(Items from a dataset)
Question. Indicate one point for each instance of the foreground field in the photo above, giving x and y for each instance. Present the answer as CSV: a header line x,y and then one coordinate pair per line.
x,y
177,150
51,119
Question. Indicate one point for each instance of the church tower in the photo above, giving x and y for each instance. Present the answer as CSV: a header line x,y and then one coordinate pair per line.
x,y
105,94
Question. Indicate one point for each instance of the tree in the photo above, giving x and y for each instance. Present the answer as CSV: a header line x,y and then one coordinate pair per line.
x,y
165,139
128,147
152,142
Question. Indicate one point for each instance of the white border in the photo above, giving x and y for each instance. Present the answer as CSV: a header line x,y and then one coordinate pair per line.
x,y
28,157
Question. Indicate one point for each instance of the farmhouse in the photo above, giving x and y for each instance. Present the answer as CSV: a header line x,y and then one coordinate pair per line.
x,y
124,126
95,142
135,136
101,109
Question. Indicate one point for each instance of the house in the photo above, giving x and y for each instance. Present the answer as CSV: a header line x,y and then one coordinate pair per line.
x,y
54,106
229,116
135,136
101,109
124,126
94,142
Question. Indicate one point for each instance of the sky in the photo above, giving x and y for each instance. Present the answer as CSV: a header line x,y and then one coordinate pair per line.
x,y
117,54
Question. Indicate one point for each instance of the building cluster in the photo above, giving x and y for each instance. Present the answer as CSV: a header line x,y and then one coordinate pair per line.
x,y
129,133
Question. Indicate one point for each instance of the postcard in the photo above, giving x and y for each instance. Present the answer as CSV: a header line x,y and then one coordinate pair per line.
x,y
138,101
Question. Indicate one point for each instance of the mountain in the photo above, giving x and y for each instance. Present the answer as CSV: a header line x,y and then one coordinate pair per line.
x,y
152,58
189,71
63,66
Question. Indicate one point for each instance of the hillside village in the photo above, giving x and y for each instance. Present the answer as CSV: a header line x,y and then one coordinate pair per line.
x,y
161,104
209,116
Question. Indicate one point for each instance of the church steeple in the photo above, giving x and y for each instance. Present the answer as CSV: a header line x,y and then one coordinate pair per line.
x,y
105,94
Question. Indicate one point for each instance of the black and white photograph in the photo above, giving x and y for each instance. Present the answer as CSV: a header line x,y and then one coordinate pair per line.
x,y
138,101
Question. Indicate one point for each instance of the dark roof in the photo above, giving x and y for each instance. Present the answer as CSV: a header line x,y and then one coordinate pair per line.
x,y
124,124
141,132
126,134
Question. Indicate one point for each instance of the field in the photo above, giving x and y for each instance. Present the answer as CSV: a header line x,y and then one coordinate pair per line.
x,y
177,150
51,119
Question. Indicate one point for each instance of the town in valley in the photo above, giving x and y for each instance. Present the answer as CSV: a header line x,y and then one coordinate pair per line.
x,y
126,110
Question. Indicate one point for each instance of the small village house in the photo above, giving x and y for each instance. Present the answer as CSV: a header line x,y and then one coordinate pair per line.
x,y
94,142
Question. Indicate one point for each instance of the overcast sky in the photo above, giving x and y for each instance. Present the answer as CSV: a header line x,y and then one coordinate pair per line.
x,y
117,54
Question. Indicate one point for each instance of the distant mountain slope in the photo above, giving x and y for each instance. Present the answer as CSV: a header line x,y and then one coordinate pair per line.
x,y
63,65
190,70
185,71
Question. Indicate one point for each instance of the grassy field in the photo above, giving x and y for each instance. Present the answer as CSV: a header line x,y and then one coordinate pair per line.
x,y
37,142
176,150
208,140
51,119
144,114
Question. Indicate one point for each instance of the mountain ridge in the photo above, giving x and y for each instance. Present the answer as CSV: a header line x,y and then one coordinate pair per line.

# Task to carry out:
Exactly as given, repeat each line above.

# Your solution:
Question. Indicate one point for each instance of the foreground field in the photo above, giving x and y for each instance. Present the answer as CSV: a header line x,y and then one coordinate pair per line.
x,y
177,150
51,119
Question. Indicate one point for each instance of the church tower in the photo above, giving x and y for each instance. Present the answer as CSV: a header line x,y and then one coordinate pair per line.
x,y
105,94
Question. Indicate one point for each instance of the tree in the photo above, giving x and y for each instance. Present the answer as CSV: a header line x,y and then one coordinate pair per line.
x,y
165,139
128,147
152,142
Question. Indicate one point for each instance of the white border in the photo above, giving x and y for each instance. Present the answer as CSV: a header line x,y and then one coordinate pair per line.
x,y
28,157
Question. Indicate one point for each instance of the farmhouse in the photo above, giving x and y for each instance. Present the answer as CSV: a header line x,y and then one coordinate pair per line.
x,y
124,126
95,142
135,136
101,109
Question. Indicate one point for each instance of the house in the photo above, giving x and y for each instance. Present the answer as CSV: a header line x,y and then one coordinate pair per line.
x,y
54,106
229,116
135,136
101,109
124,126
94,142
Question. Indicate one point for each instance of the sky in the photo above, giving x and y for each instance. Present the answer as CSV: a header line x,y and then one coordinate pair per line.
x,y
117,54
Question. Indicate one point for each instance of the building cluster in the photo above, giving x and y for each instance. Present the answer as CSV: a header line x,y and then one coordinate pair per line.
x,y
129,133
Question. Indicate one point for each instance of the postcard in the photo above, giving x and y for each instance. Present the answer as CSV: a header line x,y and then one coordinate pair per line.
x,y
138,101
Question. Indicate one point for each instance of the mountain in the photo above, giving x and y for each instance. Present the answer as CSV: a header line x,y and then one coordinate pair per line.
x,y
152,58
189,71
63,66
Question. Indicate one point for each instance of the hillside village in the photo above, giving x and y for each instance. Present the answer as CSV: a header line x,y and then one coordinate pair per line.
x,y
161,104
209,116
Question. Indicate one point for each instance of the church steeple in the photo above, giving x and y for each instance. Present the answer as CSV: a header line x,y and then one coordinate pair per line.
x,y
105,94
Question. Indicate one point for each instance of the black and white photograph in the photo above, giving x and y for each instance. Present the answer as CSV: a header line x,y and then one coordinate pair per line.
x,y
138,101
Question. Indicate one point for each instance of the dark roof in the photo above, giving x and y for each instance. Present the answer as CSV: a header line x,y and then one coordinate pair per line.
x,y
124,124
141,132
126,134
Question. Indicate one point for each instance of the field in the photo above, giving x and y for each instance. Present the answer as CSV: a header line x,y and then one coordinate pair per line.
x,y
177,150
51,119
Question. Indicate one point for each instance of the town in valley in the photo above, giving x and y for each instance. Present the answer as CSV: a header line x,y and then one coordinate pair per line.
x,y
126,110
Question. Indicate one point for each instance of the small village house in the photo above, giving x and y for each instance. Present the answer as CSV: a header line x,y and then one coordinate pair per line.
x,y
94,142
Question. Indicate one point for each instance of the overcast sky in the photo above, giving x and y for each instance. Present the answer as CSV: a header line x,y and then one coordinate pair per line.
x,y
117,54
Question. Indicate one point for each instance of the distant mountain slope in the photo above, giving x and y for each instance. Present the answer as CSV: a header line x,y and then one coordinate pair per line.
x,y
63,65
190,70
185,71
Question. Indicate one point for each instance of the grassy field in the photo above, giving x and y for each instance. Present the answer as CSV: a header line x,y and then one coordinate pair per line.
x,y
37,142
176,150
208,140
51,119
144,114
Question. Indicate one point for each instance of the mountain ridge in the photo above, giving x and y for each instance. Present the answer as CSV: a header line x,y and then one coordinate pair per line.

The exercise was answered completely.